┌──

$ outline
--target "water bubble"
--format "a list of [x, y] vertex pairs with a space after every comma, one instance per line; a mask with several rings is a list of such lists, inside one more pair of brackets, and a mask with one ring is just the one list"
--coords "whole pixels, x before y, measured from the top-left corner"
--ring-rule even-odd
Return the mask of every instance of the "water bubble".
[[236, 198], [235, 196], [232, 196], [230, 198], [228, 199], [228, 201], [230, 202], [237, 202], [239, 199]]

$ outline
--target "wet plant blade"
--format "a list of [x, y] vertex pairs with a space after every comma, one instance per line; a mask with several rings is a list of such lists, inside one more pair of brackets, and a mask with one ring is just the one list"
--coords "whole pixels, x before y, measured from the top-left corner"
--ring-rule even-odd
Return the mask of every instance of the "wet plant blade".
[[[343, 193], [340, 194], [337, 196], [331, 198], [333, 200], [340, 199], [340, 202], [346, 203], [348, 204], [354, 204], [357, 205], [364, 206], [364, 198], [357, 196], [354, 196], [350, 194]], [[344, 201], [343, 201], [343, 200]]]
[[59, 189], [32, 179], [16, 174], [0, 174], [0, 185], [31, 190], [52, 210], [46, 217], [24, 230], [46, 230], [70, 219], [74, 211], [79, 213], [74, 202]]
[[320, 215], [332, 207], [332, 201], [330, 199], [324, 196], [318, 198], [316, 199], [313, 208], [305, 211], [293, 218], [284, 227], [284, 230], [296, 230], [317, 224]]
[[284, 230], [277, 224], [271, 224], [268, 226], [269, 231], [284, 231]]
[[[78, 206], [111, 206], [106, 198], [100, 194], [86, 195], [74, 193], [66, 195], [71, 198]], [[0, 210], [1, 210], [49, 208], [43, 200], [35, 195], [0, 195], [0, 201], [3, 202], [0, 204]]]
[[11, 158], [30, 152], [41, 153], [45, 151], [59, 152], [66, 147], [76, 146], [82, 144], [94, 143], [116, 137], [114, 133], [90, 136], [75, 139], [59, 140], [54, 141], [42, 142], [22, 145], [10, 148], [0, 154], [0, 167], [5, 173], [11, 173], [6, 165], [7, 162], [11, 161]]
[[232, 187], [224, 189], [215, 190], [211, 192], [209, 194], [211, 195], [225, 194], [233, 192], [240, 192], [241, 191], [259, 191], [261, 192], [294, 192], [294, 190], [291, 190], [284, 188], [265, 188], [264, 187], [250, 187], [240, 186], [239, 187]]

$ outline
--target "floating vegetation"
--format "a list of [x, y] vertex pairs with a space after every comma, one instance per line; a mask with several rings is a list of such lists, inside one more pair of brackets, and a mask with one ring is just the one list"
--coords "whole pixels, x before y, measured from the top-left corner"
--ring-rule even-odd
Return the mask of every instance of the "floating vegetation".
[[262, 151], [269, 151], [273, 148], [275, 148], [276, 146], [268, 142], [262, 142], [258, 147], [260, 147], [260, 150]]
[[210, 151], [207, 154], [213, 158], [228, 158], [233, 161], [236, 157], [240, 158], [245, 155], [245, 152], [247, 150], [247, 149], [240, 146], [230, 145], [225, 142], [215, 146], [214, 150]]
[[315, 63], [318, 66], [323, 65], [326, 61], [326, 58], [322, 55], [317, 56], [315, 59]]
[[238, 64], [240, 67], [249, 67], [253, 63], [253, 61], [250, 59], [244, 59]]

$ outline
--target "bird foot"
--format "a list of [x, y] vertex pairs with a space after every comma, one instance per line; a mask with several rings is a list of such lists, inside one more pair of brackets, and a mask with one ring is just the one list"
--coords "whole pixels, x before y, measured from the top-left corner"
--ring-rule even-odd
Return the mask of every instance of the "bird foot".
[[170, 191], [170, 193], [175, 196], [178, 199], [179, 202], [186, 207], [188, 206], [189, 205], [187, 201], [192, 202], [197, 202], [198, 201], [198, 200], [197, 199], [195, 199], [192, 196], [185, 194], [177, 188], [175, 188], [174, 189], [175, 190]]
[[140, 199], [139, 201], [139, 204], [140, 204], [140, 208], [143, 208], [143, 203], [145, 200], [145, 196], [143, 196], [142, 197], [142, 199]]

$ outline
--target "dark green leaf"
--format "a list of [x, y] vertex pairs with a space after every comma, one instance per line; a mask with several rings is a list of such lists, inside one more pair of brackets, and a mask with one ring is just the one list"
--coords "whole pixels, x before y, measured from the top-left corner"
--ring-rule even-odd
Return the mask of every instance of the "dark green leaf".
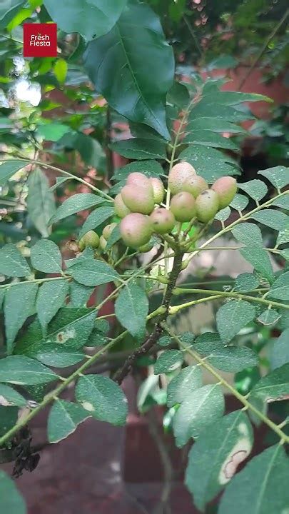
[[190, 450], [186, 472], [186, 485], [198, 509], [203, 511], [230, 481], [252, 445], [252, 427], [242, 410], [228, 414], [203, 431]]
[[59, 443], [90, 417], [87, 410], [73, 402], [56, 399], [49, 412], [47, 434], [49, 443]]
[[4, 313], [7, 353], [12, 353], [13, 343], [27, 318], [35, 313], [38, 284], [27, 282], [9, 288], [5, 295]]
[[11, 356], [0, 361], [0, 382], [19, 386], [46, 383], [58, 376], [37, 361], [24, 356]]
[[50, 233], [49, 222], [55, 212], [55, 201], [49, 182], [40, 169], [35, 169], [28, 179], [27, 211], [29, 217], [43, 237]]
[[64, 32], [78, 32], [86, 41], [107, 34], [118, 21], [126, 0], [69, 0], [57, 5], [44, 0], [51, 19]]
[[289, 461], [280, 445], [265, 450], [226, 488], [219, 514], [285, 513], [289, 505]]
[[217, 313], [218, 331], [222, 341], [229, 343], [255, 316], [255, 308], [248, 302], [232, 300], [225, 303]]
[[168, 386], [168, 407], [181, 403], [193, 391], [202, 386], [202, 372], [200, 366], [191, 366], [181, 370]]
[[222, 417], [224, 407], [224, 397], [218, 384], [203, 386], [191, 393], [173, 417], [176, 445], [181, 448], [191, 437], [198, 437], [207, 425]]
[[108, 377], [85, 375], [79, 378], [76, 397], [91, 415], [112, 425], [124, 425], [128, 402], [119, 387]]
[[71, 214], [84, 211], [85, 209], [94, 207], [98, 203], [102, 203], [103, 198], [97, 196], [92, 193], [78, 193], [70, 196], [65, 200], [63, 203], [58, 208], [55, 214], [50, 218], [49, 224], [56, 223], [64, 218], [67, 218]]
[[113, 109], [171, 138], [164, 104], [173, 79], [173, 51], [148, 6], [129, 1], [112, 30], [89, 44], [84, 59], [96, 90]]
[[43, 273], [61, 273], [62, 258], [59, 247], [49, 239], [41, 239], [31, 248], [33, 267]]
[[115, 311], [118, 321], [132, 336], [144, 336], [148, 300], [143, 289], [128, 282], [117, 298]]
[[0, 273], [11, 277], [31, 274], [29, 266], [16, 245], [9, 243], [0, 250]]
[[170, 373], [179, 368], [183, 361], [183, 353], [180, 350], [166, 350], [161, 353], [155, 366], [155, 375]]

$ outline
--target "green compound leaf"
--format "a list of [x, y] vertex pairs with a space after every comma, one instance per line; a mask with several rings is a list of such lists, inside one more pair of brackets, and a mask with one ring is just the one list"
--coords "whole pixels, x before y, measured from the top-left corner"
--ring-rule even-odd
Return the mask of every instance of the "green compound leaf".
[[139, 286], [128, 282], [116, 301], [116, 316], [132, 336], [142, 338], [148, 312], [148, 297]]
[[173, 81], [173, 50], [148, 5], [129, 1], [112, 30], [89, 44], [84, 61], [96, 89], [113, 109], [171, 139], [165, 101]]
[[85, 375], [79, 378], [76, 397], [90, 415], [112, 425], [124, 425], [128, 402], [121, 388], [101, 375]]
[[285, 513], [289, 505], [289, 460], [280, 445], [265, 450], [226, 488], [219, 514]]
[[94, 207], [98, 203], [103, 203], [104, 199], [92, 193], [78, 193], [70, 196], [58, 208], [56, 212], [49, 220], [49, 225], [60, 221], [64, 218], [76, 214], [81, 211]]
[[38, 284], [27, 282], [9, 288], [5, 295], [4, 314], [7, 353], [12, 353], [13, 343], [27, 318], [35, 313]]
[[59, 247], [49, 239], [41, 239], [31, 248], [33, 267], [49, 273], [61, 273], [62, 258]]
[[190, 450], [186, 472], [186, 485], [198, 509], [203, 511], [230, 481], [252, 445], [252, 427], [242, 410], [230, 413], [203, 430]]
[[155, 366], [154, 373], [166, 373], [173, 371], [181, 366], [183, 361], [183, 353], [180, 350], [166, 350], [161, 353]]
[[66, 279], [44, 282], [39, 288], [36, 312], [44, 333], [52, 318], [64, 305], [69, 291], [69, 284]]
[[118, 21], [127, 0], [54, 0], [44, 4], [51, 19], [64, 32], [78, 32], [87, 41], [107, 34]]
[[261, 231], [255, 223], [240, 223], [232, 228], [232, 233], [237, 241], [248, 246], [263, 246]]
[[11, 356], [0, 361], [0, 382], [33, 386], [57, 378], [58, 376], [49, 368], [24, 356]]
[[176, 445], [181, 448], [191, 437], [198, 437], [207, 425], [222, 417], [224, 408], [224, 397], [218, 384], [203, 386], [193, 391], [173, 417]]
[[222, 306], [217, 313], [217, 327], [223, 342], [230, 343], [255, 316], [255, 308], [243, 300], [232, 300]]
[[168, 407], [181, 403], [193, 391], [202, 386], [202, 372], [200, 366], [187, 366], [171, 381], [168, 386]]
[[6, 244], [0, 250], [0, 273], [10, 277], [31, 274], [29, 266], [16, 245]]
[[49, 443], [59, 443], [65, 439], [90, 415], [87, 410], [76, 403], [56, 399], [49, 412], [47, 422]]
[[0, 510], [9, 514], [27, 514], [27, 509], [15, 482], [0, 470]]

└──
┌──

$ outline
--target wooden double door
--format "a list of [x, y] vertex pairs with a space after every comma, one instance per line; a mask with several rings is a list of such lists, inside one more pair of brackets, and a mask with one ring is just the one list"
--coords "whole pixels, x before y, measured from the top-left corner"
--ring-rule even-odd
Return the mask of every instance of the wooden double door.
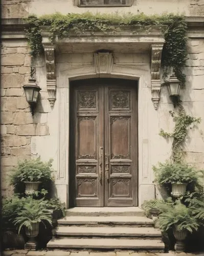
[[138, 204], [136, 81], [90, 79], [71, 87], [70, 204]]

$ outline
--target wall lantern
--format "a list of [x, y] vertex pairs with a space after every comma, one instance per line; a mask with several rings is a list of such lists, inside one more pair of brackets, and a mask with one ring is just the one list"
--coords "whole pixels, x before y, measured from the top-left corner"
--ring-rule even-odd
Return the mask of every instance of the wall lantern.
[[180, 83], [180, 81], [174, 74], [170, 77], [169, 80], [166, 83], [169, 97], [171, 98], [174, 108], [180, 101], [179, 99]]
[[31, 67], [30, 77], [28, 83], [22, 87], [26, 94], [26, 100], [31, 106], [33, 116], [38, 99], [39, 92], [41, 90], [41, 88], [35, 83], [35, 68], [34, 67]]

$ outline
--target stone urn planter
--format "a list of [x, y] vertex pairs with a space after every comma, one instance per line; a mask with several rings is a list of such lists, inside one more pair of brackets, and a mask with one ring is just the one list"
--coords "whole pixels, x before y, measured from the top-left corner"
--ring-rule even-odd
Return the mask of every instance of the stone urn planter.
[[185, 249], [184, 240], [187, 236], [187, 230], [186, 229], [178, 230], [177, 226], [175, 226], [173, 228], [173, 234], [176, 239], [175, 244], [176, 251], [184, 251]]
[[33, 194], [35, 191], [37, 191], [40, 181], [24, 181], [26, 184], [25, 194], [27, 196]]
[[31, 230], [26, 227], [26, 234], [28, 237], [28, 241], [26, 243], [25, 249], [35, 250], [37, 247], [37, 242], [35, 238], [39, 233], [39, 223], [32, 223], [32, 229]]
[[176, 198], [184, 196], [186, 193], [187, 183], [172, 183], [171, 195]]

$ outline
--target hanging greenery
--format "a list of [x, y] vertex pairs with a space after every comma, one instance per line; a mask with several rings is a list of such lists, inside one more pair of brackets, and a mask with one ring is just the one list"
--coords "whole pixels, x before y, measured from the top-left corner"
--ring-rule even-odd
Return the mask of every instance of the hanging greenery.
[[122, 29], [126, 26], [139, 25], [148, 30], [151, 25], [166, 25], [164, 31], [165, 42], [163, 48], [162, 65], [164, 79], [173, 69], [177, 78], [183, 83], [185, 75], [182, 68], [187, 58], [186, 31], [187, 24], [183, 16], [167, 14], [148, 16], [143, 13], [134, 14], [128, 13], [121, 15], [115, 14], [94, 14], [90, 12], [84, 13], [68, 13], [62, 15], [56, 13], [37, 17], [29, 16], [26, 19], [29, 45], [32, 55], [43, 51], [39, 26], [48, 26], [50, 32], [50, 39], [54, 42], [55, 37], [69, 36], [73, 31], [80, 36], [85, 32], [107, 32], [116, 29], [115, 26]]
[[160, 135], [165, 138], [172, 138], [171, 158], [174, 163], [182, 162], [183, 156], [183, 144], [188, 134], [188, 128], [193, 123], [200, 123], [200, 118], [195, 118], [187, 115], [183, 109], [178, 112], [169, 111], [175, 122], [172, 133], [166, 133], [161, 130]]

└──
┌──

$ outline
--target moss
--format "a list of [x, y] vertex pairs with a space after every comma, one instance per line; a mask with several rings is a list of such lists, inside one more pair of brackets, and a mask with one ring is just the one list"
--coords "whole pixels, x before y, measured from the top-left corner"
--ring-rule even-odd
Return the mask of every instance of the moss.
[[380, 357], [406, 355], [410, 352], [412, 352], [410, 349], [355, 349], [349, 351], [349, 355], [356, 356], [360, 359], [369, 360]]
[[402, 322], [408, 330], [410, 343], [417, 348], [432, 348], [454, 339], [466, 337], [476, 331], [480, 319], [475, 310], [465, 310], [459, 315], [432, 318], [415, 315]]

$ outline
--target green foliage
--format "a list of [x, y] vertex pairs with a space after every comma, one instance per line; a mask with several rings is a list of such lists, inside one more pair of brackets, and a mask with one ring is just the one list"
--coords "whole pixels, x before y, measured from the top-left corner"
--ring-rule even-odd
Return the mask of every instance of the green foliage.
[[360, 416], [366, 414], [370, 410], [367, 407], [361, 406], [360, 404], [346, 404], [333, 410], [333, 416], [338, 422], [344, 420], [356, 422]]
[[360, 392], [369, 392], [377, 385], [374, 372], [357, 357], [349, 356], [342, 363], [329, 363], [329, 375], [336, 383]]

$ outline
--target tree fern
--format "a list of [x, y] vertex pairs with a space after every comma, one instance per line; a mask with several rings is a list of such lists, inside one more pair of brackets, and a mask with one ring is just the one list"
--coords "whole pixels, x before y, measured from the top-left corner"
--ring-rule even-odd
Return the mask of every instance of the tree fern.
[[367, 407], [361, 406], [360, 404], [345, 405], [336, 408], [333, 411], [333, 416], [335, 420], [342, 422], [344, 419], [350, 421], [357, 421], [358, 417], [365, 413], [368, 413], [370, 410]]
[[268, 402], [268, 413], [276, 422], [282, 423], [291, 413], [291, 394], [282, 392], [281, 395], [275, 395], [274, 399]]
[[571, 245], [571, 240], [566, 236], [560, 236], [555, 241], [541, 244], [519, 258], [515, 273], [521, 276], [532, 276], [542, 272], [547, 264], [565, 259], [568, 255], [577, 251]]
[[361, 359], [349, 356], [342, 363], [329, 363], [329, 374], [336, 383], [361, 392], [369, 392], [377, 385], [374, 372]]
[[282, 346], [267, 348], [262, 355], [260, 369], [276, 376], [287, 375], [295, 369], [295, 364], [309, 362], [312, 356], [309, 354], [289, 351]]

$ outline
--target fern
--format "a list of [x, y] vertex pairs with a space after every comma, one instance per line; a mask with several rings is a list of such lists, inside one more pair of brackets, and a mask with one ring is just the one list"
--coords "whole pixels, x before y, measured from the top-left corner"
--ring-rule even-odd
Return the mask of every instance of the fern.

└──

* TASK *
Pull out every line above that contains the word "water", and copy each one in full.

* IN RESPONSE *
--target "water bubble"
Return the mask of every instance of the "water bubble".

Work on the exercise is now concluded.